→ **What you should do**:
Format the data below as a Markdown table with the columns Row and Line, one numbered row per line and no rows for blank lines. Omit the pictures from the table.

→ **Provided records**:
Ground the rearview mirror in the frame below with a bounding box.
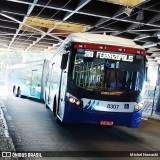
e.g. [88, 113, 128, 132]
[61, 54, 68, 69]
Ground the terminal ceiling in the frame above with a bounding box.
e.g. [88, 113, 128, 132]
[0, 0, 160, 63]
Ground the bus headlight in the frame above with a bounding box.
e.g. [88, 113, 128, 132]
[135, 101, 144, 111]
[67, 94, 82, 106]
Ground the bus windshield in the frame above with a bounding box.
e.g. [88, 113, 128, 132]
[72, 48, 145, 93]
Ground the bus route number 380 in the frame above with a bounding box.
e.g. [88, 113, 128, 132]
[107, 104, 119, 109]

→ **Task output**:
| Row | Line |
|---|---|
| 1 | Ground the rearview mirror in the frame below with a bounding box. |
| 2 | e.g. [88, 113, 128, 132] |
| 3 | [61, 54, 68, 69] |
| 4 | Ground the terminal ceiling in the frame above with a bounding box. |
| 5 | e.g. [88, 113, 128, 132] |
| 6 | [0, 0, 160, 63] |
| 7 | Ground the bus headlight in the frame above with a bounding box. |
| 8 | e.g. [88, 113, 128, 132] |
| 9 | [135, 101, 144, 111] |
| 10 | [67, 94, 82, 106] |
| 11 | Ground the bus windshield in the frame above with a bounding box. |
| 12 | e.g. [88, 113, 128, 132] |
| 13 | [72, 48, 145, 93] |
| 14 | Ground the bus route number 380 in the frame above with a bounding box. |
| 15 | e.g. [88, 113, 128, 132] |
| 16 | [107, 104, 119, 109] |